_Given text_
As the MEA’s March 2025 testimony notes: ‘Rule Chapter 115 includes a certification waiver, allowing the Commissioner to grant employment waivers for individuals without appropriate certification, except for those endorsed in Special Education. This waiver provides time for individuals to complete their coursework while maintaining employment.’
Waiver vs. Emergency Certificate
| Feature | Emergency Certificate | Certification Waiver |
| Legal basis | Title 20-A §13012-B | Title 20-A Chapter 502 waiver authority; Ch. 115 Part I Section 11 |
| Active count (Mar 2025) | 294 | 87 |
| Duration | 1 year; max 3 total | Commissioner discretion; ‘appropriate period’ |
| SpEd allowed? | NO | NO — same prohibition |
| Primary purpose | Address shortage with unqualified teacher | Allow coursework completion while maintaining employment |
Sources: MEA Legislative Testimony (legislature.maine.gov, March 11, 2025); Chapter 115 Part I Section 11 (maine.gov).
Emergency Ed Tech Certificates: Separate from Emergency Teacher Certs
Maine’s credentialing system includes emergency credentials at the Educational Technician (Ed Tech) level as well, which are distinct from emergency teacher certificates and operate under separate provisions.
- Emergency Ed Tech III: An emergency certification specifically for the Educational Technician III level, issued under Title 20-A §13019-H and related provisions. This is NOT the same as an emergency teacher certificate.
- Eligibility distinction: As established by the 2023 amendment to §13012-B: holders of an emergency Ed Tech III certificate are explicitly NOT eligible for an emergency teacher certificate under Pathway C.
- Administrative note: The Maine Legislature Chapter 115 Work Session (February 16, 2022) addressed questions about emergency Ed Tech I and II certificates, noting that ‘the eligibility for each is defined separately in section 5 B’ of Chapter 115.
- Practical implication: If you currently hold an Emergency Ed Tech III and want to apply for an emergency teacher certificate, you must qualify through Pathway A (4-year degree or equivalent experience) or Pathway B (EPP enrollment), not Pathway C.
Sources: Title 20-A §13012-B(1)(C) (as amended by PL 2023, c. 200, §1); Title 20-A §13019-H; Maine Legislature Chapter 115 Work Session (legislature.maine.gov, February 16, 2022).
The CHRC Requirement for Emergency Certification
All emergency teacher certificate applicants must submit to a Criminal History Records Check (CHRC). This is a statutory requirement in Title 20-A §13012-B, which states the Commissioner may issue an emergency teacher certificate to an applicant ‘who has submitted to a criminal history background check.’
CHRC Process for Emergency Certificate Applicants
- Step 1 — MEIS CHRC application: Create a MEIS account at maine.gov/doe/educators/licensing/meis. Apply for a CHRC through MEIS ($15 fee). Do not complete IdentoGO fingerprinting until the MEIS CHRC application is submitted — MDOE will not process fingerprints without the MEIS application.

_Your instructions_
For each statement below, say yes or no to whether the Maine teacher certification text agrees with it, and quote the words from the text that decide it. 1. The certification waiver can be granted to individuals endorsed in Special Education. 2. Holders of an emergency Ed Tech III certificate cannot get an emergency teacher certificate under Pathway C. 3. Applying for a CHRC through MEIS costs $15.

_Stored data_
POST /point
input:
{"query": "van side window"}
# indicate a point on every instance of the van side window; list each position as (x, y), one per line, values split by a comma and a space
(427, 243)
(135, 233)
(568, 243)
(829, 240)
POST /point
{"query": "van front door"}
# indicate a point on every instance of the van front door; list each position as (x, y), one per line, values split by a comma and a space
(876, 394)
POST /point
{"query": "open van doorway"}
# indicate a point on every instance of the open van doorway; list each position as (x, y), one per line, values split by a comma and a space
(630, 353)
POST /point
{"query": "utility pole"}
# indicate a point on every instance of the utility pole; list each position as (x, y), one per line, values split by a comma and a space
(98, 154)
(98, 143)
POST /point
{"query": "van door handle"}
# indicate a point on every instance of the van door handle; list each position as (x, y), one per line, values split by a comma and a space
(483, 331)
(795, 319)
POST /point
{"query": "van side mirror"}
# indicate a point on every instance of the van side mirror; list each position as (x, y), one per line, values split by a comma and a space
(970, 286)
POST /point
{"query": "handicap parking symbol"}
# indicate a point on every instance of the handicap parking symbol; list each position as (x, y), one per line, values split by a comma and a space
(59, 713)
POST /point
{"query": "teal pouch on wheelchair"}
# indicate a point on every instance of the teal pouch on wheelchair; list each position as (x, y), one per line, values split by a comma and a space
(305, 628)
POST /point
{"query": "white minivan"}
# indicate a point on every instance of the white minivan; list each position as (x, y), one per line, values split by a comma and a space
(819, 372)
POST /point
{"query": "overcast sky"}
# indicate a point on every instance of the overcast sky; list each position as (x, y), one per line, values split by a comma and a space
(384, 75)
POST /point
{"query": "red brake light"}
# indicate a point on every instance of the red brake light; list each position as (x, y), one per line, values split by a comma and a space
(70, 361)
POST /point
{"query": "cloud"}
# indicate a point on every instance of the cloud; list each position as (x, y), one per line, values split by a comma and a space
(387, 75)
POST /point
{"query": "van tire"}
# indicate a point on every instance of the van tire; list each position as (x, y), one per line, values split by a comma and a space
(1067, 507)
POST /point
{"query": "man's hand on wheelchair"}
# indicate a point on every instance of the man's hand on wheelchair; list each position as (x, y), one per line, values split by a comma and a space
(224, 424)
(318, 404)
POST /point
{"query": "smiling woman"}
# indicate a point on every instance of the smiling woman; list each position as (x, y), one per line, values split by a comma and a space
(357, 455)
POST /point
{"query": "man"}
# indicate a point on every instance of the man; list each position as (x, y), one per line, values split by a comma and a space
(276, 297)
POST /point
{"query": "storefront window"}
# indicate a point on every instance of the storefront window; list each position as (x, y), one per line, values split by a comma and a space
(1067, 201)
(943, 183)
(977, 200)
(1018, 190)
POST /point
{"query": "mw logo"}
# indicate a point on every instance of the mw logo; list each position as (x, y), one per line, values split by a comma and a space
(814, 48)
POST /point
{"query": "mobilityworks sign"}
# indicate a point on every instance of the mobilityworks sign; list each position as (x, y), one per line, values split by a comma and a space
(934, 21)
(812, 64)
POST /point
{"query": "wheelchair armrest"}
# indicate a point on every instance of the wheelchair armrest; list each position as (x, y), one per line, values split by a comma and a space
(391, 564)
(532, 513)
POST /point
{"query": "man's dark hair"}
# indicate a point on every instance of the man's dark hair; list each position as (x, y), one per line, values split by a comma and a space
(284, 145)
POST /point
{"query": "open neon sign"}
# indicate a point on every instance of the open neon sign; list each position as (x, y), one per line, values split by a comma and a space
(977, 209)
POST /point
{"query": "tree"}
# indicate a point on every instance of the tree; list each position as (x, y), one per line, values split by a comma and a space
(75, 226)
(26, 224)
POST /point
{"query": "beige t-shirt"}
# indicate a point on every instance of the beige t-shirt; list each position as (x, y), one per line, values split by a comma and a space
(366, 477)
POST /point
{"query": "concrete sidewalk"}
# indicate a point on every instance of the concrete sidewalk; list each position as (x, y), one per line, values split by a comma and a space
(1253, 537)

_Result of the task_
1. No: "except for those endorsed in Special Education"
2. Yes: "holders of an emergency Ed Tech III certificate are explicitly NOT eligible for an emergency teacher certificate under Pathway C"
3. Yes: "Apply for a CHRC through MEIS ($15 fee)"